* **ARTICLE**:
Fall 2023

Department of Physics

Office: Disque 811

Email: vogeley@drexel.edu

Office hours: TBA

We are living in a quantum world. Get used to it.

Announcements

Course Meetings

Syllabus

Course Description and Philosophy

Course Outline

Course Learning Outcomes

Textbook and Reading Assignments

Grading

Exams

Course Schedule

Course rules of conduct

Welcome back to Drexel and welcome to the home page of QM III. This web page is also the syllabus for the course. See the Blackboard Learn site for this course for details about assignments and exams. Course materials are provided only to registered students at Drexel University.

In the first two quarters of our three part sequence on QM, you studied the basic equations, discussed the similarities and differences between the classical and QM descriptions, and solved some simple, typically one-dimensional problems. In the second quarter you worked on QM in three dimensions, including description of the Hydrogen atom, from which you could first see how the QM formulation yields accurate predictions of the observed phenomena, and studied multi-particle systems.

* **EXERCISE A**: Edit the listing from the line containing "striped bed runner" through the line containing "170, 102, 221]]" by changing "Quiz Answer" to "Response" while keeping everything else the same, and return only those lines.
* **EXERCISE B**: Write a continuation of the quantum mechanics course page, picking up after its final sentence.
The quantum mechanics course page and the listing are unrelated to each other.

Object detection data
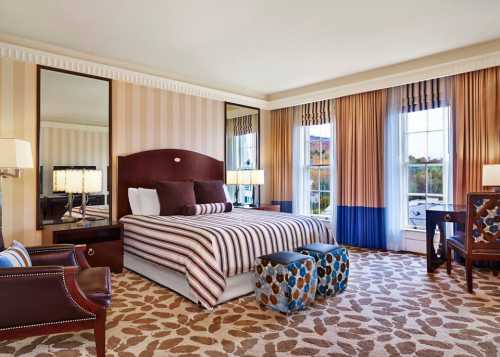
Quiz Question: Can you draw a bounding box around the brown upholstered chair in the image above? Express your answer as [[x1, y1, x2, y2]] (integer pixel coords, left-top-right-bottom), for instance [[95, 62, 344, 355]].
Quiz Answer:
[[0, 242, 111, 357], [446, 192, 500, 293]]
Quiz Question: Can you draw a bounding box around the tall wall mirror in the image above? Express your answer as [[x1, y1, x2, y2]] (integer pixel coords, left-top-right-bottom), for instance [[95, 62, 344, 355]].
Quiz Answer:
[[37, 66, 111, 229], [225, 103, 264, 206]]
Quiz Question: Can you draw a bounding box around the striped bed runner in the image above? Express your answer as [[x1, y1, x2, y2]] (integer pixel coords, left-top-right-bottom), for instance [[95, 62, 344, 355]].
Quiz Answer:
[[120, 209, 334, 309]]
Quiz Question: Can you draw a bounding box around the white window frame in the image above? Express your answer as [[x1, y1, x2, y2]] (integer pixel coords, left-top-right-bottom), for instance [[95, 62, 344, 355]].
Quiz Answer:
[[400, 106, 452, 231], [301, 124, 334, 222]]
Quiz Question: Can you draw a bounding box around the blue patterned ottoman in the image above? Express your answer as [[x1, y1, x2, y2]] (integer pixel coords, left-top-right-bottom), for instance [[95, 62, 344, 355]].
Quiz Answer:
[[297, 243, 349, 298], [255, 252, 318, 313]]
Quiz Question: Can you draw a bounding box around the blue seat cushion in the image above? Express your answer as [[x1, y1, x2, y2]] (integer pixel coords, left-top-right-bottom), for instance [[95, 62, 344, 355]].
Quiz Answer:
[[0, 241, 31, 268]]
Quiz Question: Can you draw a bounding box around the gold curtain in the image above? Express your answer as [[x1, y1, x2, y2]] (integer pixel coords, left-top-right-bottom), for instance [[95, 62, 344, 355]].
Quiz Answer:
[[271, 108, 293, 201], [335, 89, 387, 207], [452, 67, 500, 204]]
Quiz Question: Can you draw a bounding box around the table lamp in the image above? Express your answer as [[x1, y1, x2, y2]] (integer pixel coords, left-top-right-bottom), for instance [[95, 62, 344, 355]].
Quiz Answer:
[[250, 170, 264, 207], [0, 138, 33, 250], [483, 165, 500, 192], [65, 170, 102, 221]]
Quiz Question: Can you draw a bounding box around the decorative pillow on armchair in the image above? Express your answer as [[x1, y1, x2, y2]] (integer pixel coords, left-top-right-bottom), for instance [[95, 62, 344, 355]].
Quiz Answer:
[[0, 240, 31, 268]]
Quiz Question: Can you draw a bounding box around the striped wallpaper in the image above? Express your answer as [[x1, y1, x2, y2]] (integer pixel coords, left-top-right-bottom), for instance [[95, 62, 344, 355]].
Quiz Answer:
[[113, 81, 224, 220], [0, 58, 41, 245], [0, 58, 224, 245], [40, 121, 109, 195]]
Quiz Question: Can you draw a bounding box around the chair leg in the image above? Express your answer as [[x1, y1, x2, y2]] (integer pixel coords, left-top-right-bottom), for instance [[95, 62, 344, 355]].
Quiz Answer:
[[465, 258, 472, 293], [446, 244, 452, 275], [94, 310, 106, 357]]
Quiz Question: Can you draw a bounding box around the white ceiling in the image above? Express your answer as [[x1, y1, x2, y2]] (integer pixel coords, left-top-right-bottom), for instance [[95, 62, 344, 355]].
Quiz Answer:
[[0, 0, 500, 98], [40, 69, 109, 126]]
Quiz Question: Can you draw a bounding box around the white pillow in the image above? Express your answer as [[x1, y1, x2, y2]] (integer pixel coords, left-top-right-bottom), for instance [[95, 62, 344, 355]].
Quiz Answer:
[[223, 185, 233, 202], [128, 187, 142, 215], [139, 187, 160, 216]]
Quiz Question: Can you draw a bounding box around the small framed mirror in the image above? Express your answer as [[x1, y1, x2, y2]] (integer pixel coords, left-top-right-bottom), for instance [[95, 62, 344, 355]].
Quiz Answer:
[[36, 66, 112, 229], [224, 102, 264, 207]]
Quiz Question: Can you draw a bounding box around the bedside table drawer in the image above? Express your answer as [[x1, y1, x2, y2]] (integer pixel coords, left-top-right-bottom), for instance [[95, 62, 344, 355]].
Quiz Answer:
[[85, 240, 123, 273], [54, 228, 121, 244]]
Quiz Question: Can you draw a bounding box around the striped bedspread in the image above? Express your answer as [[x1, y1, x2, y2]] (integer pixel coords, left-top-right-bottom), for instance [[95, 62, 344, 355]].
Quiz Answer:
[[120, 209, 334, 309]]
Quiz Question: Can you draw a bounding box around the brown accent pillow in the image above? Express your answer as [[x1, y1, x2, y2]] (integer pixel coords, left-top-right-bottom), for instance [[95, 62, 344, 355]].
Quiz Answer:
[[194, 180, 226, 204], [156, 181, 196, 216]]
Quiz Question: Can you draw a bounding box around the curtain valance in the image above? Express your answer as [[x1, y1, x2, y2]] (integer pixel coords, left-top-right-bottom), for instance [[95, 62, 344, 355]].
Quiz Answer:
[[401, 78, 448, 113], [229, 115, 254, 136], [298, 99, 334, 126]]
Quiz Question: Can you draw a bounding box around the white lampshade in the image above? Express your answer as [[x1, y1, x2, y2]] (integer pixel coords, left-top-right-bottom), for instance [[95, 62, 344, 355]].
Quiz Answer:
[[226, 170, 238, 185], [250, 170, 264, 185], [0, 138, 33, 169], [83, 170, 102, 193], [238, 170, 252, 185], [483, 165, 500, 186], [52, 170, 67, 192], [64, 170, 83, 193]]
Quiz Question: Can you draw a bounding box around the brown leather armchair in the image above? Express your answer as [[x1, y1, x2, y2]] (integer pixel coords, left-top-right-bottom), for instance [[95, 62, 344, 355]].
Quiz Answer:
[[0, 244, 111, 357]]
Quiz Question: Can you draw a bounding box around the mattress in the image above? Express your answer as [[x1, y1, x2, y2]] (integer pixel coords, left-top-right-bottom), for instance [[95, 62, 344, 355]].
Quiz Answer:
[[120, 209, 335, 309]]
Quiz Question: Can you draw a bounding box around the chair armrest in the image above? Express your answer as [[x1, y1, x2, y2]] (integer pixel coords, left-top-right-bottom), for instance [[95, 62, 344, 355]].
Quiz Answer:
[[26, 244, 89, 268], [0, 266, 102, 330]]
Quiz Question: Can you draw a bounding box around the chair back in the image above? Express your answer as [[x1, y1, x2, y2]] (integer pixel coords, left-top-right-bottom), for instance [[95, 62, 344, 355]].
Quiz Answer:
[[465, 192, 500, 253]]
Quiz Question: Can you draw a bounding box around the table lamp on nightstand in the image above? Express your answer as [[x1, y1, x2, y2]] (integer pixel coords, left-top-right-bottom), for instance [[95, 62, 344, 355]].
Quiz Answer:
[[0, 138, 33, 250], [65, 170, 102, 221], [483, 165, 500, 192]]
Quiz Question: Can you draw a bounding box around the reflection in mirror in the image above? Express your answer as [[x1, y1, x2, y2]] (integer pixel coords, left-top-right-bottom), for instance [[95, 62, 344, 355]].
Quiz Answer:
[[225, 103, 263, 206], [38, 67, 111, 226]]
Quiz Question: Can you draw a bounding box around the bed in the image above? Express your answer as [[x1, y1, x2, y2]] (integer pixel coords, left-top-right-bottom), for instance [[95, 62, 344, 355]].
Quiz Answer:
[[117, 149, 333, 309]]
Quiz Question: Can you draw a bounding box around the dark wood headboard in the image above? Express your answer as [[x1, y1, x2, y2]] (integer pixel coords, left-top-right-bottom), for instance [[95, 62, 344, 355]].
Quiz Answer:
[[117, 149, 224, 219]]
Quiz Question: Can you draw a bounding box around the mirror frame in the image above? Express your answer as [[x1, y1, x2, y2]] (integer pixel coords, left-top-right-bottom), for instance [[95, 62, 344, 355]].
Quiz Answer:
[[224, 102, 261, 205], [35, 64, 113, 230]]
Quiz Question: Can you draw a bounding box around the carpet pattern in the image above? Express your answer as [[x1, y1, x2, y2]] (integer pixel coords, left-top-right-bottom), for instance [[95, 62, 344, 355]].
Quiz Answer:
[[0, 249, 500, 357]]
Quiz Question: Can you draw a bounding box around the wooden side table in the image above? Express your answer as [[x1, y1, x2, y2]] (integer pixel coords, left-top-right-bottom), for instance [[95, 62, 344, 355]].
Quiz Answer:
[[42, 220, 123, 273], [425, 204, 467, 273]]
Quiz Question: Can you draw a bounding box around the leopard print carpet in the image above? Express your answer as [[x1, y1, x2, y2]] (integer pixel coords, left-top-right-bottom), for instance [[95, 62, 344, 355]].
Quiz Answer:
[[0, 249, 500, 357]]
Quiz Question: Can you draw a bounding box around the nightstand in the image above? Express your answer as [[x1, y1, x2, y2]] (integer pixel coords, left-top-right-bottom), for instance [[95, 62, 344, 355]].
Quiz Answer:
[[42, 219, 123, 273], [234, 205, 281, 212], [257, 205, 281, 212]]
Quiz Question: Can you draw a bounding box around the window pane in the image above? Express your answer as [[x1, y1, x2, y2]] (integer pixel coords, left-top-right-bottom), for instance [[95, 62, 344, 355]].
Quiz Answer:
[[408, 165, 425, 194], [427, 165, 443, 194], [427, 131, 444, 163], [319, 192, 331, 216], [309, 167, 320, 191], [427, 108, 448, 130], [310, 191, 319, 214], [408, 133, 427, 164], [408, 196, 426, 229], [406, 110, 427, 133], [309, 140, 321, 165], [319, 167, 330, 191], [321, 138, 330, 165]]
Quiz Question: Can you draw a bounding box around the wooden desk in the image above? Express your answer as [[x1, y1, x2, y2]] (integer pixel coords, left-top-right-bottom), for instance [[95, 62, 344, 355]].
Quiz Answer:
[[426, 204, 467, 273]]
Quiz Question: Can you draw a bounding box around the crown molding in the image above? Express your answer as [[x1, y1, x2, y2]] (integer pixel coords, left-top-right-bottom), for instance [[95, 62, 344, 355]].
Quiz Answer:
[[0, 36, 500, 110], [0, 41, 267, 109], [267, 41, 500, 110]]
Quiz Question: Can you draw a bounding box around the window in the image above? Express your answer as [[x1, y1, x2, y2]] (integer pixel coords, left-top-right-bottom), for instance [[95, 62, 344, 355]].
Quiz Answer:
[[401, 107, 450, 229], [302, 124, 332, 220], [228, 133, 257, 205]]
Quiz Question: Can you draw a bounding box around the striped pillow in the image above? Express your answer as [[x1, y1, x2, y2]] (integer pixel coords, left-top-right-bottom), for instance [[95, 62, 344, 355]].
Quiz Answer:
[[0, 241, 31, 268], [184, 202, 233, 216]]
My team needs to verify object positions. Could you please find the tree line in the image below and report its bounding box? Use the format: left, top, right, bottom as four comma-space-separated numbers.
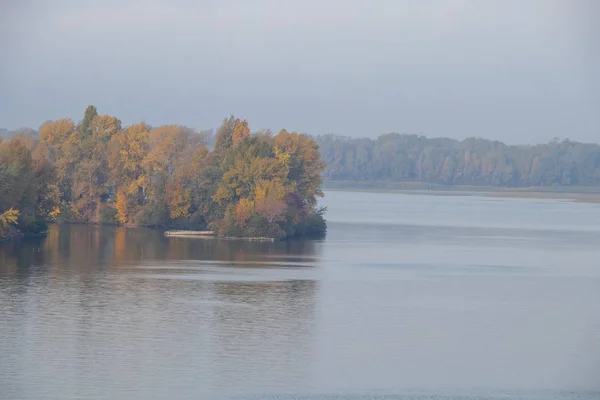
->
0, 106, 326, 238
316, 133, 600, 188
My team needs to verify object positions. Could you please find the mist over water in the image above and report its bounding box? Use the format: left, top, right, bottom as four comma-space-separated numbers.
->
0, 192, 600, 400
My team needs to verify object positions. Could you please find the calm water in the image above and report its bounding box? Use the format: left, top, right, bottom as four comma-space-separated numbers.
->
0, 192, 600, 400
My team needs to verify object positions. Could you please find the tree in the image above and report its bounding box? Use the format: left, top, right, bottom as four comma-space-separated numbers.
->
81, 105, 98, 136
256, 196, 287, 224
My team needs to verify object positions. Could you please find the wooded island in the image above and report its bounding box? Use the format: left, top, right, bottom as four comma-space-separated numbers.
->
0, 106, 326, 238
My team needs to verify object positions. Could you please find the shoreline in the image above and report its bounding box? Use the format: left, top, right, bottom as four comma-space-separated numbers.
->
323, 183, 600, 203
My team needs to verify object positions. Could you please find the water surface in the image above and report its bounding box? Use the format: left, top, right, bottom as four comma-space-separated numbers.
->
0, 192, 600, 400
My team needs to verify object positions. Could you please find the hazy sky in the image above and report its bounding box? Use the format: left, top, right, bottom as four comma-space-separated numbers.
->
0, 0, 600, 143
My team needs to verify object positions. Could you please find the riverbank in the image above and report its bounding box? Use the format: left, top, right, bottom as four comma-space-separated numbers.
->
165, 230, 276, 242
323, 181, 600, 203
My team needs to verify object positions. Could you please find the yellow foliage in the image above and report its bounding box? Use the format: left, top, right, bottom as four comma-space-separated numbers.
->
167, 183, 192, 219
235, 199, 254, 226
0, 208, 20, 238
115, 190, 129, 224
232, 120, 250, 146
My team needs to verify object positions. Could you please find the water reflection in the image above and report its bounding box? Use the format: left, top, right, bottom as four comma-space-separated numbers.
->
0, 193, 600, 400
0, 225, 318, 399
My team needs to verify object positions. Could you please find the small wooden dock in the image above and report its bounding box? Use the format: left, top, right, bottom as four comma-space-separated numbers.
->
165, 231, 215, 237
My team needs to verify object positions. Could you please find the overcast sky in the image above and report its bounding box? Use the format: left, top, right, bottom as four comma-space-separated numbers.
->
0, 0, 600, 143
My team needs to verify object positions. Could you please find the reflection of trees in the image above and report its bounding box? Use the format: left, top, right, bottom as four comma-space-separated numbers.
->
0, 225, 324, 398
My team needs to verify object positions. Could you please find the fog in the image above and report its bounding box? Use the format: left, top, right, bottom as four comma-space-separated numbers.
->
0, 0, 600, 143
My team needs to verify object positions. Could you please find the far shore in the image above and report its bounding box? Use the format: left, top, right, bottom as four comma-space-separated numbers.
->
322, 181, 600, 203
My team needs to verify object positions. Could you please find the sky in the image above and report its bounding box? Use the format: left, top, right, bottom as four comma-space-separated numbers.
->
0, 0, 600, 144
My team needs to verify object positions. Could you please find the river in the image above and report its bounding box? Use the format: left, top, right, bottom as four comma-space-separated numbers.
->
0, 191, 600, 400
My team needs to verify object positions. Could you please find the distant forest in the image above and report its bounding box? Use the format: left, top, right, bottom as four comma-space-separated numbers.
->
0, 122, 600, 188
316, 133, 600, 188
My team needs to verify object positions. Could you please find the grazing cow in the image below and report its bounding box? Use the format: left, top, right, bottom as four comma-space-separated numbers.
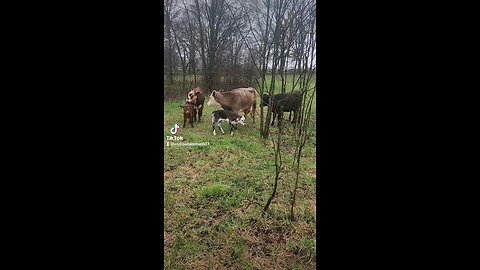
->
212, 110, 245, 135
207, 87, 256, 124
186, 87, 205, 122
261, 92, 302, 126
180, 101, 196, 128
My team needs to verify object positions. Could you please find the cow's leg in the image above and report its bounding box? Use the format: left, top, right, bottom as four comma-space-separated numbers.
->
198, 105, 203, 122
252, 107, 255, 124
277, 112, 283, 128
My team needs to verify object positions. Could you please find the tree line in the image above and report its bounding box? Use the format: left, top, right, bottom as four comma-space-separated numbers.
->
164, 0, 316, 100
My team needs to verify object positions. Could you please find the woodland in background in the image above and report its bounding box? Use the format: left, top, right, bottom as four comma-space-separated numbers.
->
164, 0, 316, 99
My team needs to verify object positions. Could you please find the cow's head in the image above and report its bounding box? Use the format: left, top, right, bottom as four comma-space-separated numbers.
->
185, 90, 197, 104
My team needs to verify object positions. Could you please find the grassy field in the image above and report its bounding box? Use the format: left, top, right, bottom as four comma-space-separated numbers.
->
164, 77, 316, 269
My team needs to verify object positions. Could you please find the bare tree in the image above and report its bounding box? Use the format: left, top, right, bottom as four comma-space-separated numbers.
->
290, 1, 316, 220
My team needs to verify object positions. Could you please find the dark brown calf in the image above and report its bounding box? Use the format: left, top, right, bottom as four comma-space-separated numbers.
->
186, 87, 205, 122
180, 102, 197, 128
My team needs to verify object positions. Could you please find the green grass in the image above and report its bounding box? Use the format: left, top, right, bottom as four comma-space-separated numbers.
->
164, 76, 316, 269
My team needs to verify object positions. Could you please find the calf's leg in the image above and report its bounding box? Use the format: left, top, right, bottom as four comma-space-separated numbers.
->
198, 105, 203, 122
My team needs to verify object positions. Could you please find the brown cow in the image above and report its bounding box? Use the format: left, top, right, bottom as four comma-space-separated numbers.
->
207, 87, 257, 124
186, 87, 205, 122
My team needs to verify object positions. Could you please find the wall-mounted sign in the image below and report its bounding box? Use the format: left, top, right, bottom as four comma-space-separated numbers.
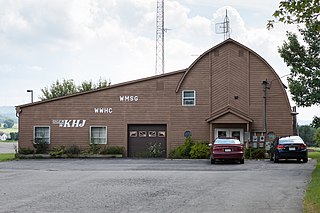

* **TASK ANSWER A**:
Quiz Question: Can you draw a bounding box around the striped bed runner in the image above? Express your answer as [[x1, y1, x2, y2]] (integer pixel coords, left-top-right-bottom), for instance [[95, 62, 344, 355]].
Response:
[[120, 209, 334, 309]]
Quiz Question: Can you draw a bounding box around the white window frame in the image above? Express your answer as [[x1, y1, x2, y2]] (integer pixel coords, left-top-right-bottom), for instance [[95, 62, 344, 355]].
Response:
[[400, 106, 452, 231], [301, 124, 334, 222]]
Quiz Question: Can you draw a bounding box around the blue patterned ottoman in the image above? Express your answer as [[x1, y1, x2, y2]] (integer pixel coords, left-top-right-bottom), for instance [[95, 62, 344, 355]].
Response:
[[297, 243, 349, 298], [255, 252, 318, 313]]
Quiz Question: Can you draw a bounding box around the blue seat cushion in the image above? Express your answer as [[x1, y1, x2, y2]] (integer pixel coords, left-top-right-bottom), for instance [[95, 62, 344, 355]].
Response:
[[0, 241, 31, 268]]
Quiz Question: Can you draw a bounding box around the gold curtain in the image above? Express your answer as [[x1, y1, x2, y2]] (integer pixel coords, left-top-right-bottom), for instance [[95, 62, 344, 355]].
Response:
[[271, 108, 293, 201], [335, 89, 387, 207], [452, 67, 500, 204]]
Quiz Question: Can you draw a bounding box around the table lamp in the image above? Express your answer as [[x1, y1, x2, y2]] (integer pixel coords, left-top-right-bottom), for instance [[95, 62, 344, 355]].
Response:
[[250, 170, 264, 207], [0, 138, 33, 250], [483, 165, 500, 192], [65, 170, 102, 221]]

* **TASK ANSWER B**:
Now you're ready to delve more deeply into QM. Read through the
practice problems to tune up your brains after the Summer (and the
coop cycle). Then we'll quickly step up to more interesting work. Most
problems more complicated than those you solved in QM I and II require
use of one approximation scheme or another. Clearly, learning to do
Physics is more than just memorizing equations; you need to learn
methods for applying them: * perturbation theory* and * the
variational principle,* for example. We'll examine the interaction of
radiation with matter to see how absorption and emission
of *photons* arises from perturbation theory. Then we will
study *scattering theory * which describes how particles interact
with each other, as in collisions in a particle accelerator.
We will also consider some deep questions and experiments that strike at
the core of our understanding of quantum mechanics, including
the *EPR paradox* and * Bell's Theorem*.

Not necessarily in chronological order:

- Review of Principles and Simple Problems
- Time-Independent Perturbation Theory (Ch. 7)
- Nondegenerate Perturbation Theory
- Degenerate Perturbation Theory
- The Fine Structure of Hydrogen
- The Zeeman Effect
- Hyperfine Splitting

- Time-Dependent Perturbation Theory (Ch. 11)
- Two-level systems
- Emission and absorption of radiation (Photons!)
- Spontaneous emission

- Variational Principle (Ch. 8)
- Theory
- Ground state of Helium
- Hydrogen molecule ion

- Scattering Theory (Ch. 10)
- Partial wave analysis
- Phase shifts
- Born approximation

- Deep Questions in Quantum Mechanics (Ch. 12)
- EPR paradox
- Bell's theorem
- No-clone theorem
- Schroedinger's cat
- Quantum zeno paradox

- Apply time-independent perturbation theory to find the fine structure and hyperfine structure of Hydrogen.
- Use time-dependent perturbation theory to understand two-level systems, in particular emission and absorption rates of photons.
- Apply the variational principle to solve for the ground state of Helium and other simple systems.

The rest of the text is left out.